GOAL: Reproduce exactly, with no other output, every line of the data below from the line containing "Each instance of the flagpole" to the end, inclusive.

Region segmentation data:
%%

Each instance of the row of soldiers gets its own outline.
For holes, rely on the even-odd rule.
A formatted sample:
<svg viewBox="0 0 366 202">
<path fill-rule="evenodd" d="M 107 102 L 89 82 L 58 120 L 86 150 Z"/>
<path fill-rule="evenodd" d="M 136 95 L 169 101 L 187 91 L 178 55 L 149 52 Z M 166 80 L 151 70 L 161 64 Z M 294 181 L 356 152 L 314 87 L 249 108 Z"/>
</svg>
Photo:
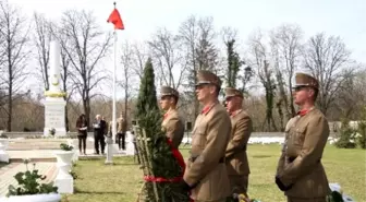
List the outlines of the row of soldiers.
<svg viewBox="0 0 366 202">
<path fill-rule="evenodd" d="M 273 181 L 288 202 L 326 202 L 330 193 L 320 158 L 329 136 L 328 121 L 315 108 L 318 81 L 304 73 L 295 76 L 294 103 L 297 115 L 285 127 L 285 142 Z M 224 202 L 244 193 L 247 198 L 251 174 L 246 145 L 253 130 L 252 119 L 243 110 L 243 94 L 224 90 L 225 107 L 219 104 L 221 80 L 209 71 L 197 72 L 196 96 L 204 106 L 192 131 L 191 156 L 186 163 L 182 188 L 195 202 Z M 160 105 L 166 115 L 162 129 L 179 147 L 184 124 L 176 110 L 179 93 L 161 87 Z"/>
</svg>

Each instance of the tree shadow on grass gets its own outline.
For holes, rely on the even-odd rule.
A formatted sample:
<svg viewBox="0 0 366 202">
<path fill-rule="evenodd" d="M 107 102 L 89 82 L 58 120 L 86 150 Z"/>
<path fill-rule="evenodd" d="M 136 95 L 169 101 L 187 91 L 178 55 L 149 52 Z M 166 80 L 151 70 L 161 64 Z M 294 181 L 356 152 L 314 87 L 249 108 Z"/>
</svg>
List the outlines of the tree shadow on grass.
<svg viewBox="0 0 366 202">
<path fill-rule="evenodd" d="M 80 190 L 77 188 L 74 189 L 74 193 L 81 193 L 81 194 L 117 194 L 117 195 L 125 195 L 126 194 L 123 191 L 85 191 L 85 190 Z"/>
<path fill-rule="evenodd" d="M 253 158 L 269 158 L 272 157 L 271 155 L 253 155 Z"/>
</svg>

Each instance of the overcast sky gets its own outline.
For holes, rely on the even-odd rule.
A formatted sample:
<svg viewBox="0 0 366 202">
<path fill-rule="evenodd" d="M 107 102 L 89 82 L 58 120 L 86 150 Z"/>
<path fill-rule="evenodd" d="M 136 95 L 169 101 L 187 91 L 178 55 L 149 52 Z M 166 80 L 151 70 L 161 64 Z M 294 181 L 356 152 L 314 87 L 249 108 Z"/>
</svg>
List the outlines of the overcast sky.
<svg viewBox="0 0 366 202">
<path fill-rule="evenodd" d="M 32 15 L 37 11 L 48 19 L 59 19 L 66 9 L 93 10 L 100 25 L 113 9 L 111 0 L 9 0 Z M 230 2 L 230 3 L 229 3 Z M 308 37 L 318 32 L 340 36 L 353 58 L 366 62 L 366 1 L 363 0 L 118 0 L 125 24 L 120 38 L 145 40 L 159 26 L 176 31 L 188 15 L 213 16 L 215 26 L 237 28 L 246 40 L 257 27 L 270 29 L 282 23 L 296 23 Z"/>
</svg>

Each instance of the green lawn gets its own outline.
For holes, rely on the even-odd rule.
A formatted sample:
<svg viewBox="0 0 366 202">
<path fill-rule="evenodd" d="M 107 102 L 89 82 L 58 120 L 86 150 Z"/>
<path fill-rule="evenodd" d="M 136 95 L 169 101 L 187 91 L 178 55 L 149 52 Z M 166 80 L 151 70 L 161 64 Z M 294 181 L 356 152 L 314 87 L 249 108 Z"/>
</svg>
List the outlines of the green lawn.
<svg viewBox="0 0 366 202">
<path fill-rule="evenodd" d="M 264 202 L 284 202 L 285 198 L 274 182 L 273 175 L 280 145 L 249 145 L 252 174 L 249 195 Z M 187 156 L 188 148 L 181 148 Z M 328 146 L 322 163 L 330 182 L 339 182 L 344 192 L 356 201 L 366 201 L 366 151 L 340 150 Z M 132 157 L 114 158 L 115 165 L 102 161 L 78 161 L 74 171 L 75 193 L 64 195 L 63 202 L 134 202 L 142 187 L 143 174 Z"/>
</svg>

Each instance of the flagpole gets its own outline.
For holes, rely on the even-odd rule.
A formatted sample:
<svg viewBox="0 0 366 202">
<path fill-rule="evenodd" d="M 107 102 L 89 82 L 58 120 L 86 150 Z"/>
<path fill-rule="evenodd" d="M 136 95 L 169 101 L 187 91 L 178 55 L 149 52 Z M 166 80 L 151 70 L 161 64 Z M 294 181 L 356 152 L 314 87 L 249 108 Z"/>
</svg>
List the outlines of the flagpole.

%%

THE REPLY:
Each instance of the flagpole gets its own outline.
For holes, rely on the even-odd rule.
A formatted sample:
<svg viewBox="0 0 366 202">
<path fill-rule="evenodd" d="M 107 102 L 89 82 L 58 120 L 86 150 Z"/>
<path fill-rule="evenodd" d="M 136 95 L 169 101 L 187 91 L 178 55 L 149 52 Z M 166 80 L 151 70 L 161 64 Z M 294 181 L 356 152 L 314 87 L 249 108 Z"/>
</svg>
List the outlines of the flagpole.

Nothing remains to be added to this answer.